Your task is to print all of the data word for word.

--------

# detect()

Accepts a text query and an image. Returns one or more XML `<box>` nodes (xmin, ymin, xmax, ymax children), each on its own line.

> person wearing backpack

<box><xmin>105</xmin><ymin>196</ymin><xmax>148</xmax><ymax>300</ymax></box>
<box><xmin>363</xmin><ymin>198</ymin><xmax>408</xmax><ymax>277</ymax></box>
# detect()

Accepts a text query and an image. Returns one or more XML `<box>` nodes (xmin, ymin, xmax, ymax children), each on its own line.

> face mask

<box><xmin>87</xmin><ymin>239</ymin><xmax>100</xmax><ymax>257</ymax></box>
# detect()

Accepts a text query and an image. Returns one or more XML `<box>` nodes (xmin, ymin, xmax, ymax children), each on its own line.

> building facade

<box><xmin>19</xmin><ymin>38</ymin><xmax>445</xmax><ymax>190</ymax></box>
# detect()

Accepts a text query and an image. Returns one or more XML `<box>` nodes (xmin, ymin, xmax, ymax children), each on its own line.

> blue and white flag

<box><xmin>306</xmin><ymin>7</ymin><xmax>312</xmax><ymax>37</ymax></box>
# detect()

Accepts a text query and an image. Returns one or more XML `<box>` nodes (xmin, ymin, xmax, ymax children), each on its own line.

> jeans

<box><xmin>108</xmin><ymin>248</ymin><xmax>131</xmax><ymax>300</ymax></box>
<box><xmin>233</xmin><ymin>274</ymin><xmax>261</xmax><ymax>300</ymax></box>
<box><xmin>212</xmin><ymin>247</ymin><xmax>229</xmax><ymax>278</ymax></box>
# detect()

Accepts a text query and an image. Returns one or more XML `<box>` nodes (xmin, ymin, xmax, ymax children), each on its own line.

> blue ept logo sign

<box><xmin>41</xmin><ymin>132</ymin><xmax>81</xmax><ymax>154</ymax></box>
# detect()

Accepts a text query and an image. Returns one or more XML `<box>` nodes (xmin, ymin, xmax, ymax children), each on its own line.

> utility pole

--------

• **The answer**
# detect()

Accepts a text query and an image. Returns one or more XML `<box>` nodes (xmin, ymin, xmax, ymax children), each on its own line.

> person wearing backpack

<box><xmin>105</xmin><ymin>196</ymin><xmax>148</xmax><ymax>300</ymax></box>
<box><xmin>363</xmin><ymin>198</ymin><xmax>408</xmax><ymax>277</ymax></box>
# detect()

Accepts a text query and an image. Returns one or more XML `<box>` nodes (xmin, ymin, xmax, ymax children), each on its own line.

> face mask

<box><xmin>87</xmin><ymin>239</ymin><xmax>100</xmax><ymax>257</ymax></box>
# detect()

Accepts a text query and an image. Returns one or more XML `<box>` nodes (xmin, ymin, xmax, ymax children), each on its own line.

> building facade

<box><xmin>19</xmin><ymin>38</ymin><xmax>445</xmax><ymax>190</ymax></box>
# detect()

Accepts a text query and an image. Returns one or more XML `<box>` nodes (xmin, ymin, xmax, ymax children), each on its own line.

> blue and white flag

<box><xmin>306</xmin><ymin>7</ymin><xmax>312</xmax><ymax>37</ymax></box>
# detect()

Accepts a text query and an image. Returns one or more XML `<box>` nodes (xmin, ymin, xmax, ymax children), each on its own line.

> jeans

<box><xmin>108</xmin><ymin>248</ymin><xmax>131</xmax><ymax>300</ymax></box>
<box><xmin>233</xmin><ymin>274</ymin><xmax>261</xmax><ymax>300</ymax></box>
<box><xmin>212</xmin><ymin>247</ymin><xmax>229</xmax><ymax>278</ymax></box>
# detect()

Accepts a text query and an image. Returns one or more XML `<box>` nodes (xmin, ymin, xmax, ymax children), each on its own line.

> blue ept logo sign

<box><xmin>41</xmin><ymin>132</ymin><xmax>81</xmax><ymax>154</ymax></box>
# detect()

Accepts a text query and an image. Returns one or more XML `<box>` nodes (xmin, ymin, xmax, ymax children), each on its own line.

> utility pole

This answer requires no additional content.